Stored items:
________________________________________

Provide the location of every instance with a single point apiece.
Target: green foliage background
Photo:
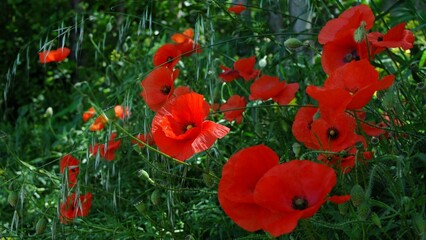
(112, 46)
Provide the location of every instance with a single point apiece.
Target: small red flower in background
(75, 207)
(158, 86)
(57, 55)
(234, 102)
(228, 74)
(397, 36)
(89, 114)
(267, 87)
(146, 138)
(349, 20)
(180, 130)
(245, 68)
(237, 9)
(167, 55)
(185, 43)
(358, 79)
(71, 164)
(236, 187)
(107, 151)
(294, 190)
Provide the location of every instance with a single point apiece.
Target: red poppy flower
(57, 55)
(294, 190)
(349, 20)
(397, 36)
(234, 102)
(89, 114)
(146, 138)
(75, 207)
(107, 151)
(157, 87)
(167, 55)
(342, 51)
(185, 43)
(245, 68)
(302, 125)
(267, 87)
(180, 130)
(71, 164)
(236, 187)
(358, 79)
(336, 133)
(228, 74)
(237, 9)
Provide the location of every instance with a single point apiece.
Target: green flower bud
(156, 197)
(357, 195)
(293, 43)
(363, 211)
(41, 226)
(376, 220)
(12, 199)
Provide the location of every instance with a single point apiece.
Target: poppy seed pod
(41, 226)
(12, 199)
(293, 43)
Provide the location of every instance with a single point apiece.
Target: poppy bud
(140, 207)
(296, 149)
(207, 178)
(357, 195)
(376, 220)
(144, 175)
(419, 224)
(41, 226)
(293, 43)
(363, 211)
(156, 197)
(12, 199)
(360, 32)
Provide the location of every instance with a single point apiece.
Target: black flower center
(332, 133)
(166, 89)
(353, 55)
(299, 203)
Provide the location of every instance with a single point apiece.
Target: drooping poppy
(245, 68)
(107, 150)
(89, 114)
(228, 74)
(146, 138)
(168, 55)
(358, 79)
(180, 130)
(237, 9)
(302, 125)
(57, 55)
(240, 175)
(336, 133)
(234, 102)
(294, 190)
(267, 87)
(342, 51)
(397, 36)
(71, 164)
(185, 43)
(158, 86)
(349, 20)
(75, 207)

________________________________________

=== Exercise brief ===
Report each line of the records that contains the word "green", copying those lines in full. Treat uppercase and lowercase as different.

=== Answer in full ===
Target: green foliage background
Target: green flower bud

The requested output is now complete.